WHAT THE TASK REQUIRES.
Produce an exact copy of the lines from the line containing "the lion's paw?" through the last line of the entries below, and only those lines.

────────────────

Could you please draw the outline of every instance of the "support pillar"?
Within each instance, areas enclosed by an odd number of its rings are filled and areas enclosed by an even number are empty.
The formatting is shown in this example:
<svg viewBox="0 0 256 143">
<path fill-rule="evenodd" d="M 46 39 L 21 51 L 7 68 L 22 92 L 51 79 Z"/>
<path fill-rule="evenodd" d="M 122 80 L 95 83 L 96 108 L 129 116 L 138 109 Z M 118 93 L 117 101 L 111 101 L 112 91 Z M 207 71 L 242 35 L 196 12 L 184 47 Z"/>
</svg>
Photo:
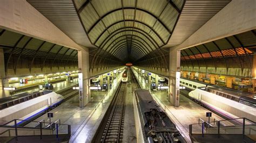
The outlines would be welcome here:
<svg viewBox="0 0 256 143">
<path fill-rule="evenodd" d="M 170 49 L 169 100 L 173 106 L 179 106 L 180 51 Z"/>
<path fill-rule="evenodd" d="M 79 106 L 84 107 L 91 100 L 90 93 L 89 54 L 87 49 L 78 51 Z"/>
<path fill-rule="evenodd" d="M 48 75 L 44 75 L 44 84 L 48 83 Z"/>
<path fill-rule="evenodd" d="M 10 96 L 8 90 L 4 90 L 4 87 L 9 87 L 8 79 L 5 78 L 5 67 L 4 65 L 4 49 L 0 48 L 0 98 Z"/>
<path fill-rule="evenodd" d="M 100 87 L 103 86 L 103 75 L 99 76 L 99 84 Z"/>
<path fill-rule="evenodd" d="M 157 87 L 158 87 L 158 84 L 159 84 L 159 83 L 158 83 L 158 75 L 156 74 L 156 85 L 157 86 Z"/>
<path fill-rule="evenodd" d="M 149 76 L 149 83 L 151 85 L 151 75 Z"/>
<path fill-rule="evenodd" d="M 107 89 L 109 89 L 109 86 L 110 85 L 110 75 L 107 75 Z"/>
</svg>

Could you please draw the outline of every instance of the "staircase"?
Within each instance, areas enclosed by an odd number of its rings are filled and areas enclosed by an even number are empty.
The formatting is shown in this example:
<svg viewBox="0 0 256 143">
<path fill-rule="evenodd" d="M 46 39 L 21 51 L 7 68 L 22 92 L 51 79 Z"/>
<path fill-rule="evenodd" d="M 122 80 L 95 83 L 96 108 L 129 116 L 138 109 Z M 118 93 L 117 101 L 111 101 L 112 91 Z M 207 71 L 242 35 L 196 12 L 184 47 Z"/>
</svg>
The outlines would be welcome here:
<svg viewBox="0 0 256 143">
<path fill-rule="evenodd" d="M 223 123 L 240 123 L 224 126 Z M 217 124 L 215 124 L 217 123 Z M 245 118 L 190 125 L 193 142 L 256 142 L 256 124 Z"/>
<path fill-rule="evenodd" d="M 32 121 L 39 125 L 20 126 L 20 121 L 28 121 L 15 119 L 0 125 L 0 142 L 68 142 L 71 136 L 70 125 Z"/>
</svg>

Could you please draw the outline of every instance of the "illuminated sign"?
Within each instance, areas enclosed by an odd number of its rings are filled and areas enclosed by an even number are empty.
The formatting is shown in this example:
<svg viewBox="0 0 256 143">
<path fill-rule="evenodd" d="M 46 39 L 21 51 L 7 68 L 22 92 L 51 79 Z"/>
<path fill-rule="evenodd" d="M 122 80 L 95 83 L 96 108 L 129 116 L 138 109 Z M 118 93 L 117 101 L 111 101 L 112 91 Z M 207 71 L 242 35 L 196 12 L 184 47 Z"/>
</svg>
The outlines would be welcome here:
<svg viewBox="0 0 256 143">
<path fill-rule="evenodd" d="M 97 90 L 97 89 L 101 89 L 102 88 L 100 87 L 90 87 L 90 89 L 94 89 L 94 90 Z"/>
<path fill-rule="evenodd" d="M 158 86 L 157 87 L 157 89 L 169 89 L 169 87 L 167 86 Z"/>
<path fill-rule="evenodd" d="M 16 90 L 16 87 L 4 87 L 4 90 Z"/>
</svg>

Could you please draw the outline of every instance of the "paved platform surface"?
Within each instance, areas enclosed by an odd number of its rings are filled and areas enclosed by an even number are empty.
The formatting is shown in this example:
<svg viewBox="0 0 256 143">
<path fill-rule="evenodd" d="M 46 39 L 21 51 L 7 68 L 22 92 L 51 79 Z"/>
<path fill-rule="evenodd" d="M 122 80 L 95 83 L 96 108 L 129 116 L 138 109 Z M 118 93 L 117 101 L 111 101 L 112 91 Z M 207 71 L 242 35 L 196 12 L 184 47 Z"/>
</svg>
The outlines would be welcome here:
<svg viewBox="0 0 256 143">
<path fill-rule="evenodd" d="M 122 75 L 122 74 L 120 74 Z M 90 142 L 106 111 L 120 83 L 119 76 L 109 91 L 91 91 L 91 101 L 84 108 L 79 107 L 78 96 L 76 96 L 60 104 L 50 112 L 53 113 L 51 121 L 60 119 L 61 124 L 71 125 L 71 137 L 70 142 Z M 36 121 L 44 119 L 49 122 L 47 114 Z M 28 125 L 31 126 L 31 125 Z M 59 133 L 65 133 L 66 128 L 59 128 Z"/>
<path fill-rule="evenodd" d="M 126 96 L 125 97 L 125 115 L 124 126 L 123 142 L 136 142 L 136 132 L 133 111 L 132 95 L 132 85 L 131 82 L 131 76 L 129 76 L 126 83 Z"/>
<path fill-rule="evenodd" d="M 137 73 L 135 73 L 134 75 L 138 79 L 142 88 L 150 89 L 149 84 L 145 82 L 143 77 L 140 77 Z M 150 91 L 154 98 L 164 108 L 166 113 L 171 117 L 178 130 L 183 133 L 183 135 L 187 138 L 187 141 L 191 141 L 189 137 L 188 125 L 190 124 L 198 123 L 199 118 L 208 121 L 208 117 L 206 117 L 206 112 L 211 111 L 182 94 L 180 95 L 180 106 L 174 107 L 168 101 L 167 91 L 150 90 Z M 217 120 L 224 120 L 221 117 L 212 113 L 211 121 L 213 121 L 214 118 Z"/>
</svg>

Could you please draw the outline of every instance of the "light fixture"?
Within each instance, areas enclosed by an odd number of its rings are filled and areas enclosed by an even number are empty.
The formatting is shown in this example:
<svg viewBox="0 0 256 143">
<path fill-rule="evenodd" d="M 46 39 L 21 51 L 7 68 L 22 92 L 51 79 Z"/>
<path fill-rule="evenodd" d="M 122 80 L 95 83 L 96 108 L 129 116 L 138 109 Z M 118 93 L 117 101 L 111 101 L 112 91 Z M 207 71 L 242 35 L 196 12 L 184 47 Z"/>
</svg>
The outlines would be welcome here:
<svg viewBox="0 0 256 143">
<path fill-rule="evenodd" d="M 12 78 L 10 78 L 10 80 L 14 80 L 14 81 L 18 80 L 18 77 L 12 77 Z"/>
</svg>

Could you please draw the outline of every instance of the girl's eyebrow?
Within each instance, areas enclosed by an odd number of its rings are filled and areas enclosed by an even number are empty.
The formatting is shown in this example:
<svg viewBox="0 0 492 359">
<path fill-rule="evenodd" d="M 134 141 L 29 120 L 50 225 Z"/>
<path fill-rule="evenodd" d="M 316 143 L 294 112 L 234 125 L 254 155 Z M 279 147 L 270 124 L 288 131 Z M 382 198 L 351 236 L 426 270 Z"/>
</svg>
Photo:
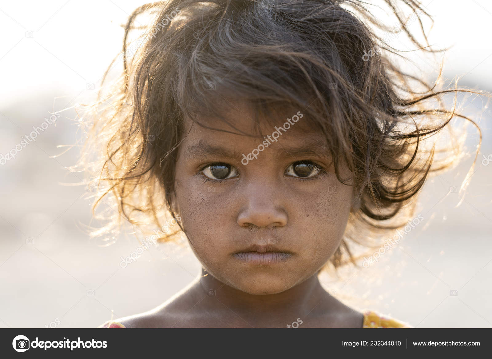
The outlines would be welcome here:
<svg viewBox="0 0 492 359">
<path fill-rule="evenodd" d="M 272 146 L 277 147 L 275 149 L 265 148 L 264 151 L 274 151 L 276 153 L 276 160 L 284 159 L 289 157 L 301 157 L 303 156 L 313 156 L 324 158 L 330 157 L 330 149 L 326 145 L 322 145 L 319 141 L 307 140 L 301 145 L 289 147 L 278 143 L 274 143 Z M 203 158 L 211 156 L 217 156 L 223 158 L 238 160 L 243 158 L 243 155 L 247 156 L 248 154 L 255 149 L 251 149 L 247 153 L 239 152 L 235 150 L 225 148 L 219 146 L 215 146 L 207 143 L 200 140 L 198 144 L 188 147 L 185 151 L 186 155 L 192 158 Z"/>
</svg>

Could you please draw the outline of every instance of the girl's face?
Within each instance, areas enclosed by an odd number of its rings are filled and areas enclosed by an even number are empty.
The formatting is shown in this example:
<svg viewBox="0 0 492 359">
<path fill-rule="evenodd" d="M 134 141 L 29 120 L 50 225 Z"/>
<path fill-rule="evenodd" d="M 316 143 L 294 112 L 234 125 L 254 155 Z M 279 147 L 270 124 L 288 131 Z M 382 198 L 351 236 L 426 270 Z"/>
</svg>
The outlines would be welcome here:
<svg viewBox="0 0 492 359">
<path fill-rule="evenodd" d="M 337 180 L 326 140 L 297 112 L 275 119 L 279 131 L 260 126 L 257 137 L 188 120 L 180 145 L 177 210 L 192 248 L 210 274 L 250 294 L 279 293 L 316 273 L 338 246 L 350 211 L 352 187 Z M 245 106 L 229 121 L 251 133 L 249 113 Z"/>
</svg>

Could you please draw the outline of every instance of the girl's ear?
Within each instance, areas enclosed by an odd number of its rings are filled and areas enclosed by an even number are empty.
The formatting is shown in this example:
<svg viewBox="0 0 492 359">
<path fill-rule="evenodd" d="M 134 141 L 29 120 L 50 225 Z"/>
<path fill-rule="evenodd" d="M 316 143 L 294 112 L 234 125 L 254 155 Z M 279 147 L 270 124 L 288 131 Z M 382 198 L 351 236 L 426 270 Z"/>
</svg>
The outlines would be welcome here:
<svg viewBox="0 0 492 359">
<path fill-rule="evenodd" d="M 354 186 L 352 193 L 352 205 L 350 206 L 350 211 L 353 213 L 361 209 L 361 196 L 357 192 Z"/>
</svg>

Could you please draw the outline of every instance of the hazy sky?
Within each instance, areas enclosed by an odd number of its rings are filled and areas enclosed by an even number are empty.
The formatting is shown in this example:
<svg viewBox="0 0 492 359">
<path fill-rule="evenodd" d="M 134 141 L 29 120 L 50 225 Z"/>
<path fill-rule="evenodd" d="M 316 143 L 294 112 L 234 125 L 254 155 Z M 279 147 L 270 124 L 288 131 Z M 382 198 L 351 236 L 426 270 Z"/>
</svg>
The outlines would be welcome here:
<svg viewBox="0 0 492 359">
<path fill-rule="evenodd" d="M 27 98 L 53 87 L 83 97 L 91 91 L 87 84 L 97 86 L 120 51 L 123 30 L 119 25 L 142 3 L 132 0 L 3 2 L 0 5 L 1 100 Z M 487 0 L 423 3 L 435 16 L 431 41 L 454 45 L 446 55 L 446 74 L 468 74 L 467 81 L 488 86 L 492 80 L 489 34 L 492 4 Z"/>
</svg>

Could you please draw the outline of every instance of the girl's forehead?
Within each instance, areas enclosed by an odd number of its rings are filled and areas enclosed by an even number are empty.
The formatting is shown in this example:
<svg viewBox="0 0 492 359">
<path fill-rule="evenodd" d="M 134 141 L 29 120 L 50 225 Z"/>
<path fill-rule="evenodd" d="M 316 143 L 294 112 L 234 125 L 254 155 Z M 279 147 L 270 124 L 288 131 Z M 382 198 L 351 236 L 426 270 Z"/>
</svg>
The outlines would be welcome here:
<svg viewBox="0 0 492 359">
<path fill-rule="evenodd" d="M 288 104 L 260 107 L 245 101 L 223 102 L 218 104 L 214 112 L 197 113 L 194 120 L 185 118 L 185 132 L 192 125 L 197 126 L 199 131 L 207 135 L 210 135 L 209 131 L 201 131 L 206 128 L 215 129 L 220 135 L 235 133 L 260 138 L 276 131 L 281 135 L 288 132 L 299 136 L 311 136 L 313 132 L 319 133 L 307 111 Z M 222 132 L 221 135 L 220 132 Z"/>
</svg>

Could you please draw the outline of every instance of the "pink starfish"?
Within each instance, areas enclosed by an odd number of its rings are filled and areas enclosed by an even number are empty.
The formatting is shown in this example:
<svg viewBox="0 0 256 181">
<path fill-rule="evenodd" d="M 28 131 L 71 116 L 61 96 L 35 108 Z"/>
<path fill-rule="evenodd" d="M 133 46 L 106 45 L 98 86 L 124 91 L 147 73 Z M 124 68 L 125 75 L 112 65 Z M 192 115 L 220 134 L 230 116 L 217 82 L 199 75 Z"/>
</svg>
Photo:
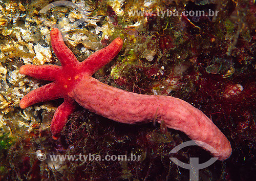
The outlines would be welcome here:
<svg viewBox="0 0 256 181">
<path fill-rule="evenodd" d="M 230 155 L 232 149 L 226 137 L 202 111 L 185 101 L 171 96 L 127 92 L 91 77 L 118 54 L 122 47 L 120 38 L 82 62 L 65 45 L 57 28 L 51 31 L 51 41 L 61 66 L 25 65 L 20 67 L 19 72 L 54 82 L 28 93 L 19 105 L 25 108 L 36 103 L 64 98 L 52 121 L 51 131 L 54 139 L 59 137 L 76 102 L 92 112 L 123 123 L 163 121 L 167 127 L 185 132 L 219 160 L 226 159 Z"/>
</svg>

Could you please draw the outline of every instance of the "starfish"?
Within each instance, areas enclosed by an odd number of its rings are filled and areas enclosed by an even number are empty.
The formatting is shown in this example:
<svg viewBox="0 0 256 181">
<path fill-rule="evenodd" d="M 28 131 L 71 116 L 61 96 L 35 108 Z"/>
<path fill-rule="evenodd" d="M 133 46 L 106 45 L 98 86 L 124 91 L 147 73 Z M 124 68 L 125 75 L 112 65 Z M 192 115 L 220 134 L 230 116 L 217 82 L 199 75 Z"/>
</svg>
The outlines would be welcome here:
<svg viewBox="0 0 256 181">
<path fill-rule="evenodd" d="M 24 109 L 38 102 L 63 98 L 51 124 L 54 139 L 59 138 L 78 103 L 93 112 L 120 123 L 164 121 L 167 127 L 184 132 L 219 160 L 230 156 L 232 149 L 226 137 L 210 119 L 187 102 L 171 96 L 128 92 L 92 77 L 119 53 L 123 44 L 121 38 L 116 38 L 80 62 L 65 44 L 58 29 L 52 29 L 50 34 L 53 51 L 61 66 L 22 66 L 20 74 L 53 82 L 29 93 L 19 106 Z"/>
</svg>

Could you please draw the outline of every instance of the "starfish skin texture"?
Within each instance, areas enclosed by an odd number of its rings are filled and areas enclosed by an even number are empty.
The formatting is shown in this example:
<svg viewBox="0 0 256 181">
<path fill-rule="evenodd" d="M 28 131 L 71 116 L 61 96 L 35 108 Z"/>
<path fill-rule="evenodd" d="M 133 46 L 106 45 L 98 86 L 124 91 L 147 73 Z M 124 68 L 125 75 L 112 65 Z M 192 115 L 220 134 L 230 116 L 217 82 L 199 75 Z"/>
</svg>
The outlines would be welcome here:
<svg viewBox="0 0 256 181">
<path fill-rule="evenodd" d="M 29 93 L 19 105 L 24 109 L 36 103 L 63 98 L 51 124 L 54 139 L 60 137 L 77 103 L 91 112 L 122 123 L 163 121 L 167 127 L 184 132 L 218 160 L 231 155 L 230 143 L 226 137 L 210 119 L 187 102 L 171 96 L 128 92 L 92 77 L 120 52 L 123 44 L 120 38 L 81 62 L 66 46 L 57 28 L 51 31 L 51 42 L 61 66 L 22 66 L 20 74 L 53 82 Z"/>
</svg>

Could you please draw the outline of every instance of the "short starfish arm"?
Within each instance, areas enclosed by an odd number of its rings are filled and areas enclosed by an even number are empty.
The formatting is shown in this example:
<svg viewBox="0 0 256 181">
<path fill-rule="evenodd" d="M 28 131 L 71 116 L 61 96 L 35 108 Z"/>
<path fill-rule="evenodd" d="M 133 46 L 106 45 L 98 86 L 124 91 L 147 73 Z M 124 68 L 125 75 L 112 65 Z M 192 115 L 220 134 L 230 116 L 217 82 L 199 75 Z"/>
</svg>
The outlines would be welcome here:
<svg viewBox="0 0 256 181">
<path fill-rule="evenodd" d="M 75 110 L 76 103 L 71 99 L 64 99 L 64 102 L 56 110 L 51 123 L 52 138 L 58 139 L 70 115 Z"/>
<path fill-rule="evenodd" d="M 19 102 L 22 109 L 38 102 L 49 101 L 60 98 L 61 91 L 54 82 L 37 88 L 27 94 Z"/>
<path fill-rule="evenodd" d="M 102 66 L 110 62 L 119 53 L 123 46 L 123 40 L 117 38 L 109 46 L 89 56 L 81 63 L 89 75 L 92 75 Z"/>
<path fill-rule="evenodd" d="M 57 65 L 25 65 L 20 67 L 19 73 L 39 79 L 54 81 L 55 75 L 60 74 L 61 71 L 61 67 Z"/>
<path fill-rule="evenodd" d="M 74 66 L 79 63 L 75 55 L 63 41 L 61 34 L 57 28 L 51 30 L 51 42 L 54 53 L 62 67 Z"/>
</svg>

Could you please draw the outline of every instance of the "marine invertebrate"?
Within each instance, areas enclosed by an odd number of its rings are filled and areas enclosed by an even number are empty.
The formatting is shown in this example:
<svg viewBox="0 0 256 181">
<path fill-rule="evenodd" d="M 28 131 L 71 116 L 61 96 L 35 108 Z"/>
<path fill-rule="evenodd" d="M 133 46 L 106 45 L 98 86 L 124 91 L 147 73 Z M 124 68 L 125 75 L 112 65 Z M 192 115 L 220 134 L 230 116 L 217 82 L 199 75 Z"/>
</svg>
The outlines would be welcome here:
<svg viewBox="0 0 256 181">
<path fill-rule="evenodd" d="M 76 102 L 92 112 L 123 123 L 164 121 L 167 127 L 181 130 L 190 139 L 199 141 L 199 146 L 210 151 L 219 160 L 226 159 L 230 155 L 231 146 L 226 137 L 202 111 L 185 101 L 170 96 L 127 92 L 91 77 L 118 54 L 122 47 L 120 38 L 82 62 L 65 45 L 57 29 L 51 31 L 51 40 L 62 66 L 22 66 L 21 74 L 54 82 L 30 92 L 19 105 L 25 108 L 37 102 L 64 98 L 52 121 L 53 139 L 59 137 Z"/>
</svg>

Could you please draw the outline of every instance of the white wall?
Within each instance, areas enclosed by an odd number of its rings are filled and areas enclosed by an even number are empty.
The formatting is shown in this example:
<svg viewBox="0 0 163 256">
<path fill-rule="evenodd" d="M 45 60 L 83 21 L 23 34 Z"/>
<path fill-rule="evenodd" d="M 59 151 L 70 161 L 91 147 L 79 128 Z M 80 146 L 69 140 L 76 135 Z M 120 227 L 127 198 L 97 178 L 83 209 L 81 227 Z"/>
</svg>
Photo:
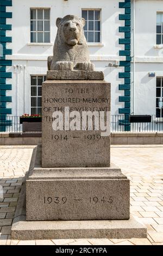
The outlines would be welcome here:
<svg viewBox="0 0 163 256">
<path fill-rule="evenodd" d="M 123 2 L 123 0 L 121 0 Z M 82 8 L 102 9 L 101 44 L 89 45 L 91 59 L 95 64 L 96 69 L 104 72 L 105 80 L 111 84 L 111 112 L 118 114 L 118 108 L 123 103 L 118 102 L 118 96 L 123 92 L 118 90 L 118 84 L 124 83 L 118 78 L 118 72 L 123 68 L 106 67 L 109 63 L 124 59 L 118 56 L 123 45 L 118 45 L 118 39 L 123 38 L 123 33 L 118 33 L 118 27 L 124 26 L 123 21 L 118 20 L 118 15 L 124 9 L 118 8 L 118 0 L 14 0 L 12 7 L 8 10 L 12 12 L 12 19 L 8 19 L 8 23 L 12 25 L 12 31 L 8 32 L 11 35 L 12 42 L 8 44 L 8 48 L 12 48 L 11 58 L 14 65 L 22 65 L 18 74 L 18 95 L 17 94 L 16 74 L 9 80 L 12 84 L 12 91 L 8 91 L 8 95 L 12 96 L 12 102 L 8 103 L 12 108 L 12 115 L 30 113 L 30 75 L 44 75 L 47 71 L 47 58 L 52 54 L 58 17 L 67 14 L 82 15 Z M 51 8 L 51 44 L 34 45 L 30 44 L 30 8 Z M 156 48 L 156 12 L 163 12 L 163 1 L 135 0 L 135 114 L 155 114 L 155 77 L 150 78 L 148 72 L 155 72 L 156 75 L 163 76 L 162 48 Z M 131 53 L 133 56 L 133 52 Z M 9 59 L 11 56 L 8 56 Z M 24 65 L 26 65 L 26 105 L 24 93 Z M 131 66 L 131 67 L 133 65 Z M 13 67 L 9 68 L 13 71 Z M 131 77 L 132 81 L 132 77 Z M 133 83 L 131 87 L 131 111 L 133 108 Z M 18 109 L 17 101 L 18 98 Z"/>
</svg>

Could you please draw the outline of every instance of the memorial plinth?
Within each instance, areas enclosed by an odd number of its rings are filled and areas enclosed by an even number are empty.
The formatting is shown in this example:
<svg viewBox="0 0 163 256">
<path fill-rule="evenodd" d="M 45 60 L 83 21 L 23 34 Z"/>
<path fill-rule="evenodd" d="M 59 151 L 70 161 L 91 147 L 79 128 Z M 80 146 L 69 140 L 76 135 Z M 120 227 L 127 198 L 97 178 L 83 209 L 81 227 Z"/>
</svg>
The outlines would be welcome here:
<svg viewBox="0 0 163 256">
<path fill-rule="evenodd" d="M 74 15 L 57 19 L 42 84 L 42 145 L 33 151 L 12 239 L 147 237 L 130 218 L 129 180 L 110 163 L 110 84 L 90 60 L 85 25 Z"/>
<path fill-rule="evenodd" d="M 110 84 L 104 81 L 47 80 L 42 84 L 42 166 L 109 167 L 110 136 L 95 130 L 93 120 L 84 124 L 82 115 L 95 111 L 99 119 L 103 111 L 106 117 L 110 111 Z M 63 114 L 62 120 L 59 117 L 62 130 L 53 130 L 54 111 Z M 78 130 L 70 130 L 70 115 L 74 111 Z"/>
</svg>

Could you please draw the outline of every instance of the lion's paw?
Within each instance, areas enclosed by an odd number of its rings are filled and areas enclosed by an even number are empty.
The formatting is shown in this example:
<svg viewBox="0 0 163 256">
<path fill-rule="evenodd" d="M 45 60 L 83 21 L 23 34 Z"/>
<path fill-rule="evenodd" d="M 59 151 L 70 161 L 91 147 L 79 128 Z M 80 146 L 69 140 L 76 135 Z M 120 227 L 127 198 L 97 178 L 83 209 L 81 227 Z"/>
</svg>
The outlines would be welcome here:
<svg viewBox="0 0 163 256">
<path fill-rule="evenodd" d="M 91 62 L 79 62 L 76 65 L 78 70 L 95 70 L 95 65 Z"/>
<path fill-rule="evenodd" d="M 72 70 L 72 62 L 57 62 L 55 66 L 55 70 Z"/>
</svg>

────────────────

RESULT.
Could you please draw the outline of every instance of the lion's paw?
Within each instance, areas enclosed by an odd number of its rings are filled and areas enclosed by an even number are empty.
The formatting is shown in this example:
<svg viewBox="0 0 163 256">
<path fill-rule="evenodd" d="M 45 60 L 83 21 L 23 34 Z"/>
<path fill-rule="evenodd" d="M 59 151 L 70 161 L 91 147 L 79 128 Z M 80 146 L 69 140 L 76 135 Z M 120 227 L 127 198 L 97 178 L 83 209 L 81 227 Z"/>
</svg>
The outlines would be welcome here:
<svg viewBox="0 0 163 256">
<path fill-rule="evenodd" d="M 91 62 L 79 62 L 76 65 L 78 70 L 95 70 L 95 65 Z"/>
<path fill-rule="evenodd" d="M 72 70 L 72 62 L 57 62 L 55 66 L 55 70 Z"/>
</svg>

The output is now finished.